Storm Brewing
The atmosphere in Westminster is oppressive. Hop up the steps from the tube and the cries from the Tamils on Parliament Square bite your ears. I’ve seen plenty of protests on that piece of green over the past few years, but this one crackles like a storm-cloud ready to discharge a bolt of lightning.
The wind seems angry too, sweeping through Victoria Tower Gardens, pulling the hats off tourists and messing up their grey comb-overs. The pigtails on school children billow in syncronicity with the union flag above the tower.
Meanwhile, the press and the suits hurry in and out of the building. They ignore the angry mob and the red flags across the street, and yet they are under attack. They shrug off the violent wind, yet there is a storm brewing inside.
A man of about thirty moves slowly through the crowd. He has a grubby brown jacket and a bad back, both of which accounts for the angry expression on his face. He is hungry and slightly dazed from some painkillers, which accounts for the punch-drunk gait. The protesters, the tourists, the wind, don’t help his mood. Seeds, pollen from the trees, waft down and interfere with his eyes.

WRITTEN INSTRUCTION A -> Reproduce the Westminster passage word for word, from start to finish.
WRITTEN INSTRUCTION B -> Find each line in the listing that contains the word "cloud", and copy those lines out.
The listing has no connection to the Westminster passage.

MATERIAL TO PROCESS ->
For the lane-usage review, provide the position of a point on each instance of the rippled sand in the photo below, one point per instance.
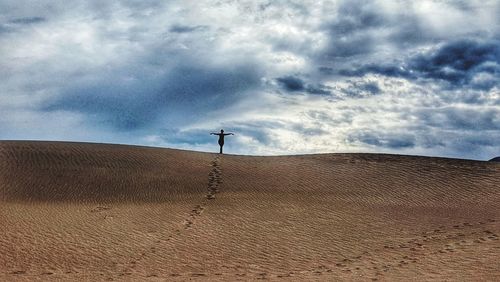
(77, 211)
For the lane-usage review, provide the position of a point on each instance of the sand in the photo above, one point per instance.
(80, 211)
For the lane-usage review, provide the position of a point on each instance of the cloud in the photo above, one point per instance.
(287, 77)
(462, 63)
(295, 84)
(385, 140)
(28, 20)
(132, 104)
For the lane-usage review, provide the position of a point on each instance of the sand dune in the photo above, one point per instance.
(77, 211)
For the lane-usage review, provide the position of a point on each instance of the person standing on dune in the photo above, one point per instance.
(221, 138)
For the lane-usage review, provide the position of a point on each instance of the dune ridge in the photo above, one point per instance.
(101, 211)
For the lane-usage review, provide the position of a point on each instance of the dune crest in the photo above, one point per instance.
(99, 211)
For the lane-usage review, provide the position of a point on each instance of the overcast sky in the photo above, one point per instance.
(287, 77)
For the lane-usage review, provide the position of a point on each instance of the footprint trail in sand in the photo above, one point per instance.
(214, 180)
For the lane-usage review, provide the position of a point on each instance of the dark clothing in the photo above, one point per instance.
(221, 139)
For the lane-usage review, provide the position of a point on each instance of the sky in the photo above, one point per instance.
(287, 77)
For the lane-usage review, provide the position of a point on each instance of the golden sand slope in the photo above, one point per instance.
(78, 211)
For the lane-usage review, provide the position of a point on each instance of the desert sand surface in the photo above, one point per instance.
(95, 212)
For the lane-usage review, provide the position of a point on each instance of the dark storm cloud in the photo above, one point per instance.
(456, 63)
(127, 105)
(385, 140)
(454, 118)
(362, 89)
(291, 83)
(295, 84)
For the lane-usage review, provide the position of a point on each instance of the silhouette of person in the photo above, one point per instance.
(221, 138)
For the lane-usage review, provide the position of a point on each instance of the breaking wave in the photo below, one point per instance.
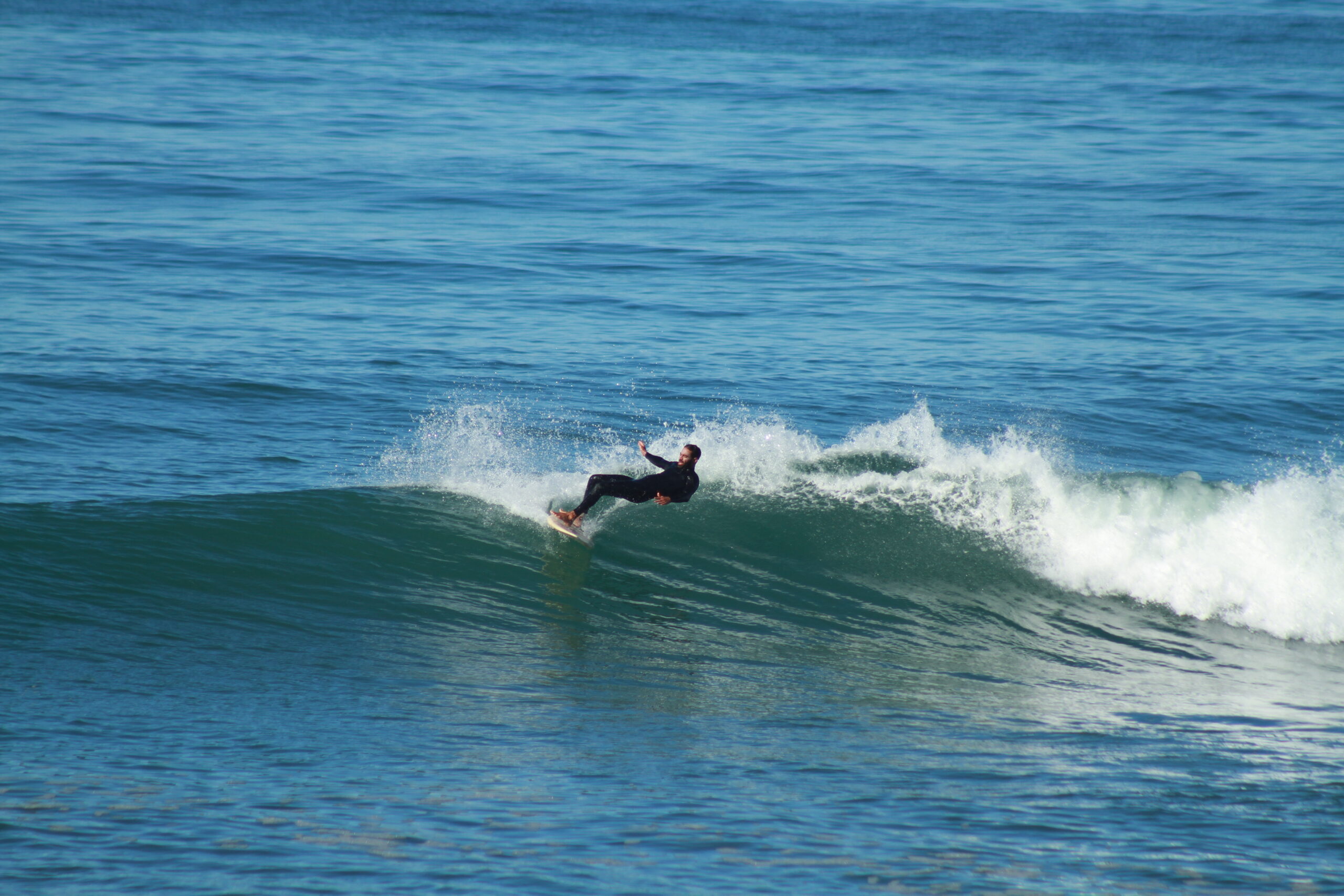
(1268, 555)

RIGHT ANSWER A ->
Storm Brewing
The atmosphere in Westminster is oppressive. Hop up the steps from the tube and the cries from the Tamils on Parliament Square bite your ears. I’ve seen plenty of protests on that piece of green over the past few years, but this one crackles like a storm-cloud ready to discharge a bolt of lightning.
The wind seems angry too, sweeping through Victoria Tower Gardens, pulling the hats off tourists and messing up their grey comb-overs. The pigtails on school children billow in syncronicity with the union flag above the tower.
Meanwhile, the press and the suits hurry in and out of the building. They ignore the angry mob and the red flags across the street, and yet they are under attack. They shrug off the violent wind, yet there is a storm brewing inside.
A man of about thirty moves slowly through the crowd. He has a grubby brown jacket and a bad back, both of which accounts for the angry expression on his face. He is hungry and slightly dazed from some painkillers, which accounts for the punch-drunk gait. The protesters, the tourists, the wind, don’t help his mood. Seeds, pollen from the trees, waft down and interfere with his eyes.

RIGHT ANSWER B ->
For the lane-usage review, provide the position of a point on each instance of the cloud in the photo above, one point per instance.
For the lane-usage review, provide the position of a point on each instance of the dark storm cloud in the photo above, one point per instance.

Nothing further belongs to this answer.